Task details
Restate every entry word for word.

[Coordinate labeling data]
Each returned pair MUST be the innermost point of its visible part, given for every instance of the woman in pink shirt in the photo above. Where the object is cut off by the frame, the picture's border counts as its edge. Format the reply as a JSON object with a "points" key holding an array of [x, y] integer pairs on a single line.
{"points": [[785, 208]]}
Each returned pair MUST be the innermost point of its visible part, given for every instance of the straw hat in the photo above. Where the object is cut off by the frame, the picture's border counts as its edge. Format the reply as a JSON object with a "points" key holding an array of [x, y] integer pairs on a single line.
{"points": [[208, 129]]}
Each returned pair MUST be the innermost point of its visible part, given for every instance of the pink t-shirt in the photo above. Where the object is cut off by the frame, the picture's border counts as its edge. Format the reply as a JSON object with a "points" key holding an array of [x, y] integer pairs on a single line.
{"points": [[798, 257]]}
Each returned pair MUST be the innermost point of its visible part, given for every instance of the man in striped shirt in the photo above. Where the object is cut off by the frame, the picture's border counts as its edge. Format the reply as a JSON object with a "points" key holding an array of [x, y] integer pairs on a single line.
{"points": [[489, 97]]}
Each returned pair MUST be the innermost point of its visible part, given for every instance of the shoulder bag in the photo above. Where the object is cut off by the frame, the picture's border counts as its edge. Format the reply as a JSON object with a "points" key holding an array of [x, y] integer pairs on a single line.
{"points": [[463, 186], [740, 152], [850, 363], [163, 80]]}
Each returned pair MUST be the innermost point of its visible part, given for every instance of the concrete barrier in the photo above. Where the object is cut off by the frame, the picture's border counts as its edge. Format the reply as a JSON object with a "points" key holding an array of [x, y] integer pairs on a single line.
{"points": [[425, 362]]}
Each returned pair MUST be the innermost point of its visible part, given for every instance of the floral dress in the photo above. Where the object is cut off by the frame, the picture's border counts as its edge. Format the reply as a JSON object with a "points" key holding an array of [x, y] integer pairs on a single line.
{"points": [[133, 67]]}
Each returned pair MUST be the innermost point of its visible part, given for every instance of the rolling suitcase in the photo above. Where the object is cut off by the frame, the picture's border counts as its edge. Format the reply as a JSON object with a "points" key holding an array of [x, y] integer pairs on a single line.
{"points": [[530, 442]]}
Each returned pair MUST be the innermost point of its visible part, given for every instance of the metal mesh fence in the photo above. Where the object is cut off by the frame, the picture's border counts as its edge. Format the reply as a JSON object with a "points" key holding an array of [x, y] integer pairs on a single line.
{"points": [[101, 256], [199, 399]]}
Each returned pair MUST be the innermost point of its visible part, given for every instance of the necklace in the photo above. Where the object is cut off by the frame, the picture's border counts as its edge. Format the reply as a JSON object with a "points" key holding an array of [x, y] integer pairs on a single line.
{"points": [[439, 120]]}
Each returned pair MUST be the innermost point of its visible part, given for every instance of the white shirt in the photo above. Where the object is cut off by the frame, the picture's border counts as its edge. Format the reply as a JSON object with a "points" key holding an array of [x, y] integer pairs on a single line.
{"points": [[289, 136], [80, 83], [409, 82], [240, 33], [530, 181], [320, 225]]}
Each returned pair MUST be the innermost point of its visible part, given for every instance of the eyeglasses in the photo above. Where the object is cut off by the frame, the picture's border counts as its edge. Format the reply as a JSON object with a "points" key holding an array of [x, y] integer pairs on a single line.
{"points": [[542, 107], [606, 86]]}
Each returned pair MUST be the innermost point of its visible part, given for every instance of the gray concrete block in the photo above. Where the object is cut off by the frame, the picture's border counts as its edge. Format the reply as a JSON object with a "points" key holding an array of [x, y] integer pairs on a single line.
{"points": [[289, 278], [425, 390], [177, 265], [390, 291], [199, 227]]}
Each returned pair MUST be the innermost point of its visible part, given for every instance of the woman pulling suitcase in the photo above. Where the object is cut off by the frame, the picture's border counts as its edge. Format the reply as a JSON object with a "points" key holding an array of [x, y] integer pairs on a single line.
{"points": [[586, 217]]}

Reply
Each returned pair MUST be the innermost point of its visible part, given for every instance of the woman in pink shirt in the photo above. Where the object is cut off by the frame, the picture's border counts as its edge. Format the reply as a JSON object with a "points" key holding an array of [x, y] integer pairs on a single line.
{"points": [[785, 208]]}
Each returned pair MUST be the innermost point of its visible part, given for every instance of the straw hat in the photo above. Where the object is cut off by the frame, the picture's border counts as its edge. Format the reply as a JSON object with a "points" key holding an array of [x, y] integer pairs on a single line.
{"points": [[208, 129]]}
Each returned pair MUST be the innermost point of its visible part, given for every instance of the pink t-shirt in the photo above. Where the object is cut off by the frame, the picture's border counts as its edge. Format the reply as a JSON object with a "points" key holding an array of [x, y] integer pairs on a single line.
{"points": [[798, 257]]}
Each returned pair MUST be the innermost point of its visible part, given for every instance of the man in striped shirt in the photo above. Where the object is cut off by the frame, the picture's border counts as its edge. Format the reply as a JSON object with a "points" key holding an array of [x, y] integer pairs on a single line.
{"points": [[489, 97]]}
Each returned pair MUST be the innermost point of its visible part, given for every instance of the shoulder bag in the photo above. Where the object is cut off by the frame, the picture's border counts as its edge. Format the reply as a JSON object with a "points" key holding an array of [x, y] integer pairs on a single line.
{"points": [[463, 186], [740, 152], [850, 363], [163, 80]]}
Each returned pair MUST be the innermost point of its visible part, given for every instance of the concrete barrier in the photo above. Where the object is cut off by the frame, the picture's border counts as its edge. Format the reply as a JSON object with a "points" key holding an array of [x, y] integer pairs on a single line.
{"points": [[425, 362]]}
Each returned pair MUST be the innermost point of its visible part, given for every instance of the floral dress in the photo above. Where the object is cut off by the frame, the picture's border counts as its edge. Format the reply as a JSON object with a "points" key holding an array of [x, y] integer pairs on a single line.
{"points": [[133, 67]]}
Each returned pair MUST be the innermost point of its visible part, given for every instance of the rolling suitcase in the photo above. Where the object is cut off by the frame, the picture's border counts as its edge. Format the reply as a JSON object with a "points" key holding an array of [x, y] integer pairs on a single line.
{"points": [[530, 442]]}
Each returned pair MUST be the innermost point of its visible part, given for every instance of the metal mesh fence in the photo above. Where the object is cut off by the frame, the picture's border counts as its edge. Format the reply as a JSON object with a "points" key holding an array of [x, y] integer pairs on a single line.
{"points": [[101, 256], [199, 399]]}
Each returned pair MUST be the innermost point of its visible part, given for every instance of the necklace in the photo above. Where the object is cut off by the frame, the picture's border counts as its edge. Format the reply as a JSON object with a "points" key holding an array of [x, y] integer pairs on a single line.
{"points": [[439, 120]]}
Each returned pair MUST be the innermost point of its visible part, given for every instance of the white shirt in the photo above. Where the object is cut off by the frame, the picture's border counts as its edge. Format the reply as a JSON object with a "points" key holding an array of [x, y] integer pairs on a single line.
{"points": [[289, 136], [80, 83], [409, 82], [240, 33], [530, 181], [320, 225]]}
Each returned pair MUST be the innermost point of its visible part, given for every instance of the eyeglasses in the photo above. Where the object is cut off by the frame, the picture's border counts as its edge. Format the reply as a JSON object with a "points" key holding an array of [x, y] integer pairs on a single line.
{"points": [[542, 107], [606, 86]]}
Each returned pair MUST be the innermost point of its visible part, given for every instance of the gray concrete block in the photo above. Where the object is cut off by the frame, the picture's border counts as its edge. Format the reply as a JSON object with a "points" key holding an array of [x, y] integer pairs on a single line.
{"points": [[289, 278], [425, 390], [177, 265], [390, 291], [199, 227]]}
Each returned pair MUST be the innermost point of its visible part, given for every instance of the woman pulling suitcase in the photo above. Where the object is cut off by the frame, the picture's border counts as its edge. Format the reply as a JSON object with a "points" key holding an array of [x, y] integer pairs on a single line.
{"points": [[586, 217]]}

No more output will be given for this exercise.